== Segment start ==

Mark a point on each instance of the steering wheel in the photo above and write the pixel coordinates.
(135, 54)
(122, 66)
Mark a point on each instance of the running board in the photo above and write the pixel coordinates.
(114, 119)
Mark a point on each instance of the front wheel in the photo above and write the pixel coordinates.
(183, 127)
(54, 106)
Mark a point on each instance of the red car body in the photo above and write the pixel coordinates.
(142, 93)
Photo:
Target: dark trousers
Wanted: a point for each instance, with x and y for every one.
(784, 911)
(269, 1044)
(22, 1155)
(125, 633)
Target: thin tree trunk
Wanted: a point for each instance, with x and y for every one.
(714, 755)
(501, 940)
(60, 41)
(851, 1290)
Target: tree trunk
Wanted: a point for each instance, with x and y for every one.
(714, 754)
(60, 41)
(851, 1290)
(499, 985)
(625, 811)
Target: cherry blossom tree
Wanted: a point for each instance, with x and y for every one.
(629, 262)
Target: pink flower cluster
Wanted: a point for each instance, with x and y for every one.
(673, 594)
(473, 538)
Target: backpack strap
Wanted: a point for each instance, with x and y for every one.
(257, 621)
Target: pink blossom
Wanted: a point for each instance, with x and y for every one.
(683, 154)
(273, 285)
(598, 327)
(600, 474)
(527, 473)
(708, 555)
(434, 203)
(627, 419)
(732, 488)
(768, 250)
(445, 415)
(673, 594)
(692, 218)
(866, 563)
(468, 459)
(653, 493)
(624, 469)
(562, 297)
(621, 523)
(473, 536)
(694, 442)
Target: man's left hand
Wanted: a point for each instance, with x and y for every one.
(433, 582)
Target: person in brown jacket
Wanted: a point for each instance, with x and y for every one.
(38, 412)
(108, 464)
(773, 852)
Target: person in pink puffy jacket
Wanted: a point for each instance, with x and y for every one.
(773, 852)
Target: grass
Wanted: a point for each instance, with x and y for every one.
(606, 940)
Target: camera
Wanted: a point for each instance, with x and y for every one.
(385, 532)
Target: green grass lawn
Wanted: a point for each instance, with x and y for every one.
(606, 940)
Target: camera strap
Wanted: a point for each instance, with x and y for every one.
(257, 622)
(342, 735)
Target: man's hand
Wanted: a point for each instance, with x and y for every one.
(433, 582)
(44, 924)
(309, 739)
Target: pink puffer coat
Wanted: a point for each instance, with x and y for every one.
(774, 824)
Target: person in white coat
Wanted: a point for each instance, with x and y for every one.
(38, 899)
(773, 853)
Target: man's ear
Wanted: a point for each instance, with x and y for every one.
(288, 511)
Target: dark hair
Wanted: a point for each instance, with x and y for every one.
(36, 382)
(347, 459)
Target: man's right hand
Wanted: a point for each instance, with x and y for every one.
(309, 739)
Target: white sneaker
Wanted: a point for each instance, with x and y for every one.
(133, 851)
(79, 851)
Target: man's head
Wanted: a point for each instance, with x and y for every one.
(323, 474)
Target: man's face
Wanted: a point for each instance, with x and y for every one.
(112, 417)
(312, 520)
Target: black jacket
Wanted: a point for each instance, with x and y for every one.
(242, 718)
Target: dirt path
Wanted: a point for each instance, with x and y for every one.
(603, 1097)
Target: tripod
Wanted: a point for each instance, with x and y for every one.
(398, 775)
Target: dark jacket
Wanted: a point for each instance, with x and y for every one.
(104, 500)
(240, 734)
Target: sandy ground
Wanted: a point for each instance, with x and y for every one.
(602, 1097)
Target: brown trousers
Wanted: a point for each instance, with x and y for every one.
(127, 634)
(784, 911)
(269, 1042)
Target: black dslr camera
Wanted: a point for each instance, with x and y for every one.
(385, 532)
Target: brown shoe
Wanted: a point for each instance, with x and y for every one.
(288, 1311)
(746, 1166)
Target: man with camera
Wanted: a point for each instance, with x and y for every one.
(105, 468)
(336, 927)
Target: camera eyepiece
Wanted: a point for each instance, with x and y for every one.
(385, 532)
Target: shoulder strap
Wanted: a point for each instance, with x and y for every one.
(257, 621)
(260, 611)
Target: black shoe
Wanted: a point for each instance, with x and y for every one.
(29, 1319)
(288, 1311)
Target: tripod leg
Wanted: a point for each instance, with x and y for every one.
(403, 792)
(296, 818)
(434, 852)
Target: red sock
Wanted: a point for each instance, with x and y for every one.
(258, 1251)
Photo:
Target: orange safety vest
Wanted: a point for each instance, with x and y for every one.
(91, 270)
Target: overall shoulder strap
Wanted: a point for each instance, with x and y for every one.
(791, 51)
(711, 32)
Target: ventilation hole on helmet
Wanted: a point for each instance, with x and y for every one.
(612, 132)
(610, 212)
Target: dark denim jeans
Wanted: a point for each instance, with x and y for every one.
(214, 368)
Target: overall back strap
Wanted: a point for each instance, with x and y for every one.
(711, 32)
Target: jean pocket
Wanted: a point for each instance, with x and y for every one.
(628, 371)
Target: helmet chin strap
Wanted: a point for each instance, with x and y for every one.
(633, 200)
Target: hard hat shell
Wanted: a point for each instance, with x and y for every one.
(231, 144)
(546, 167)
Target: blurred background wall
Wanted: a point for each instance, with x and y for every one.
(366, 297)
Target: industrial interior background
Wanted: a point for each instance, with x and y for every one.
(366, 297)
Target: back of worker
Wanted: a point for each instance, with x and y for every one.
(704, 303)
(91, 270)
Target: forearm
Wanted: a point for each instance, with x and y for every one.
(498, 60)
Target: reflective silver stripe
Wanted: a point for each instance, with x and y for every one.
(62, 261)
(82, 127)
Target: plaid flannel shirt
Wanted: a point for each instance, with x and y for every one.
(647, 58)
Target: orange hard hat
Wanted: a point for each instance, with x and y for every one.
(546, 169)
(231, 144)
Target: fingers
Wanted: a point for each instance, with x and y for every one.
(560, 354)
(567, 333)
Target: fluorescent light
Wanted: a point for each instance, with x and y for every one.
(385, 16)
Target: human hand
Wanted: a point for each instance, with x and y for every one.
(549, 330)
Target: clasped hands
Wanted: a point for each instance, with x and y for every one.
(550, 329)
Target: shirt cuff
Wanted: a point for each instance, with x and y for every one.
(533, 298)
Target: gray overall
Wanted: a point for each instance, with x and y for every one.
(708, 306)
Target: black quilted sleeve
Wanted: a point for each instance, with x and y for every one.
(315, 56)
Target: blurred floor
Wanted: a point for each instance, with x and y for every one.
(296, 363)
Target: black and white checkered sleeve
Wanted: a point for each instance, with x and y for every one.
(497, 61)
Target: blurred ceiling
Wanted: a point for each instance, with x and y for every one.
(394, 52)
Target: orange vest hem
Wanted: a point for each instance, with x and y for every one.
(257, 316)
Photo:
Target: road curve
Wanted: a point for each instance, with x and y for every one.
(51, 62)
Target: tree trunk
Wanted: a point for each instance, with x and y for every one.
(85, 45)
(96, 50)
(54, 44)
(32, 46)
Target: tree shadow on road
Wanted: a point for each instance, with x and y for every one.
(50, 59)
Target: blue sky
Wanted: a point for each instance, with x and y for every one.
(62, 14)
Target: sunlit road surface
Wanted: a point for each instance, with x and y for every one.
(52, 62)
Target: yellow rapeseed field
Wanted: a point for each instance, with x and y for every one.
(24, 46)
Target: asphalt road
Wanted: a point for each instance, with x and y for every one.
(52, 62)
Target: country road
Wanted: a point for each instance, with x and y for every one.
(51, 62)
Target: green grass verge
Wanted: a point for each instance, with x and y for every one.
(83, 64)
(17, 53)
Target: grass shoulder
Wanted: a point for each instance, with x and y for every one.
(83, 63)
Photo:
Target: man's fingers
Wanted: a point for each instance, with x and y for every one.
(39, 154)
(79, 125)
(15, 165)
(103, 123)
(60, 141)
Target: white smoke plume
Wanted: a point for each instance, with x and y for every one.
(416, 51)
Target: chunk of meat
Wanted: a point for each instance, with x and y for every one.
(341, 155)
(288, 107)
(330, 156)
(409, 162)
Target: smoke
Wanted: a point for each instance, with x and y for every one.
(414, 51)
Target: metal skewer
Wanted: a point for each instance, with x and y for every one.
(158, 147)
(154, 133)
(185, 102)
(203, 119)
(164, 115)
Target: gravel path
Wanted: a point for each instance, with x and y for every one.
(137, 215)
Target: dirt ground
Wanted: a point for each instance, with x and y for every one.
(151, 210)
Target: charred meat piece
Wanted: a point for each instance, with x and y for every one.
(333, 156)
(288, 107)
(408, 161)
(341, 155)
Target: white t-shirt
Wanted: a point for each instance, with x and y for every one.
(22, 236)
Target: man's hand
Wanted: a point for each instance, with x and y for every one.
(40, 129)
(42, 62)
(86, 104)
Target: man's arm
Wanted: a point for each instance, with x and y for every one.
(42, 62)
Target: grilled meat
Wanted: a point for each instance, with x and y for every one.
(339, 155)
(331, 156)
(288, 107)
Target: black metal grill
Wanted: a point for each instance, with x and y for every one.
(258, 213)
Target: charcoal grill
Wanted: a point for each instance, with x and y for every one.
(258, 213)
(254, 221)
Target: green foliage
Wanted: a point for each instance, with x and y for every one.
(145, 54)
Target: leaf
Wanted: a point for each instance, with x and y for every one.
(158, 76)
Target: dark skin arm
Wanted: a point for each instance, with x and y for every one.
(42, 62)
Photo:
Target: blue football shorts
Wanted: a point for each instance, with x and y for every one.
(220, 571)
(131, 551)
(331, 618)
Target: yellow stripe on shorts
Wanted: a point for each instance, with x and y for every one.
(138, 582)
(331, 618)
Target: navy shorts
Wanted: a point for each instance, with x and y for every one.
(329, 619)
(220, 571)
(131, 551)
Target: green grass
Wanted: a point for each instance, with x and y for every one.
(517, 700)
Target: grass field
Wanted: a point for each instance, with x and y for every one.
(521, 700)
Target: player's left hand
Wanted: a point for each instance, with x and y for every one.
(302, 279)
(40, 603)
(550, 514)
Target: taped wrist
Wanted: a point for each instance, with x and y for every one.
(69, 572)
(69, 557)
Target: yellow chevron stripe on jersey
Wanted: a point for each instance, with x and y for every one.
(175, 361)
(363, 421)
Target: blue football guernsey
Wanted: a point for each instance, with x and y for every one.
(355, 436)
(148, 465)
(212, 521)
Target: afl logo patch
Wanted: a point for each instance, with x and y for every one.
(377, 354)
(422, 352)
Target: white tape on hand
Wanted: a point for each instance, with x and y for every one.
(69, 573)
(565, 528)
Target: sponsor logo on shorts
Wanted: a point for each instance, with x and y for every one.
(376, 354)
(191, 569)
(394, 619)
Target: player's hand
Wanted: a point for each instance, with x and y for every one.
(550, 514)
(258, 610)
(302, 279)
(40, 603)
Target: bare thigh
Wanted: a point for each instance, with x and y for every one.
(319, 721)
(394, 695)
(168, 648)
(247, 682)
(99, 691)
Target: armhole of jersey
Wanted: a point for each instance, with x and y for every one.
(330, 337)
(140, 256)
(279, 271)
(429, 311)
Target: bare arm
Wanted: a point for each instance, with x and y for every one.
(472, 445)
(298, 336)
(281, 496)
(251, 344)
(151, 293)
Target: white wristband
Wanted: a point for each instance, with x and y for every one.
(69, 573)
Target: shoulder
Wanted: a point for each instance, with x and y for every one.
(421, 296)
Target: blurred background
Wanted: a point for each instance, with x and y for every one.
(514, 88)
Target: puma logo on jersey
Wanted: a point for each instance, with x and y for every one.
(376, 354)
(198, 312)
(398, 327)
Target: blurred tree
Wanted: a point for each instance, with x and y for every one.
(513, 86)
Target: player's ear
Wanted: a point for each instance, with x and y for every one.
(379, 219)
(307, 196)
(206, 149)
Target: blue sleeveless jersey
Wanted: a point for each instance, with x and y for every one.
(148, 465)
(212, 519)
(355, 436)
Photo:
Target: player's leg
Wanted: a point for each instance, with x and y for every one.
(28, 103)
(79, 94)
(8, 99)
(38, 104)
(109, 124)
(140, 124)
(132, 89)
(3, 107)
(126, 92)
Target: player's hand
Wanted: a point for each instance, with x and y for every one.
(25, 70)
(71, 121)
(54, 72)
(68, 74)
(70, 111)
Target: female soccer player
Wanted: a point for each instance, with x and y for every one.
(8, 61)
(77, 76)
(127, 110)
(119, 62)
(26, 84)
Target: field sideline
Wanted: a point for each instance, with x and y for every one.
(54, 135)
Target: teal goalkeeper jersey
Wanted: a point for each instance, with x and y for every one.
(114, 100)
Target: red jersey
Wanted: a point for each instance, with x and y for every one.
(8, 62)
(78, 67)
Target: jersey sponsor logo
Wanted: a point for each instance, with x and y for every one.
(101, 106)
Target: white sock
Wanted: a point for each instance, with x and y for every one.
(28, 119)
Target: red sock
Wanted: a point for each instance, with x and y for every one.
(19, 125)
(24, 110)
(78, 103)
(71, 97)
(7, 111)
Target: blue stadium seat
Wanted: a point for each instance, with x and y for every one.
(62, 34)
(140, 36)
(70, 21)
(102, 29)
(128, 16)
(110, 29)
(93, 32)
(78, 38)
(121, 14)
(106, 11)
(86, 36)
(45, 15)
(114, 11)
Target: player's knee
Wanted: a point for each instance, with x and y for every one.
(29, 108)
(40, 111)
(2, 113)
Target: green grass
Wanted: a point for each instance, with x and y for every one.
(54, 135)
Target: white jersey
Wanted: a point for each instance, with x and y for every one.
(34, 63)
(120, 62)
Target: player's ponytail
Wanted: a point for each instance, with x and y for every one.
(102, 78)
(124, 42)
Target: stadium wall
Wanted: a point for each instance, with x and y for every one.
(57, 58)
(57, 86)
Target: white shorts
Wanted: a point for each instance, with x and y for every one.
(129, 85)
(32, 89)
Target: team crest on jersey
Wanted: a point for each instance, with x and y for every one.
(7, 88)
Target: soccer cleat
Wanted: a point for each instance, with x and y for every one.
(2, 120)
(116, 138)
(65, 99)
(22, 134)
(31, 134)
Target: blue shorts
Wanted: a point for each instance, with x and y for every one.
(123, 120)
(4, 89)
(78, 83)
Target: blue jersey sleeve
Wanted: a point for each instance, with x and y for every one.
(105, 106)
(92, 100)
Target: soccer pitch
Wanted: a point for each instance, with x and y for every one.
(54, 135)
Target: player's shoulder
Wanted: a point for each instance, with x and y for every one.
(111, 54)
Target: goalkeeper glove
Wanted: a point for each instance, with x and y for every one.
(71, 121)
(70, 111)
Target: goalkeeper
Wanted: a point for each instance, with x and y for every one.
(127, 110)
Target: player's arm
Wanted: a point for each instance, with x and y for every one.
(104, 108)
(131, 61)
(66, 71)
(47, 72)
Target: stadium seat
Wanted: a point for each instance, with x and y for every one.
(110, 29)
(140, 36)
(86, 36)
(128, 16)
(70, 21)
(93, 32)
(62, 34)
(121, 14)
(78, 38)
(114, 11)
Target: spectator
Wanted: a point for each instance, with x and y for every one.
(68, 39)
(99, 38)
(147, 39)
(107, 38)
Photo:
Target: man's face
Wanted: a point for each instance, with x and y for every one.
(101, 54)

== Segment end ==

PROBLEM STATEMENT:
Which lines above contain "jersey"? Show each of them.

SOLUTION:
Target: yellow chevron stripe on jersey
Target: armhole of jersey
Target: puma logo on jersey
Target: blue sleeveless jersey
Target: teal goalkeeper jersey
Target: red jersey
Target: jersey sponsor logo
Target: white jersey
Target: team crest on jersey
Target: blue jersey sleeve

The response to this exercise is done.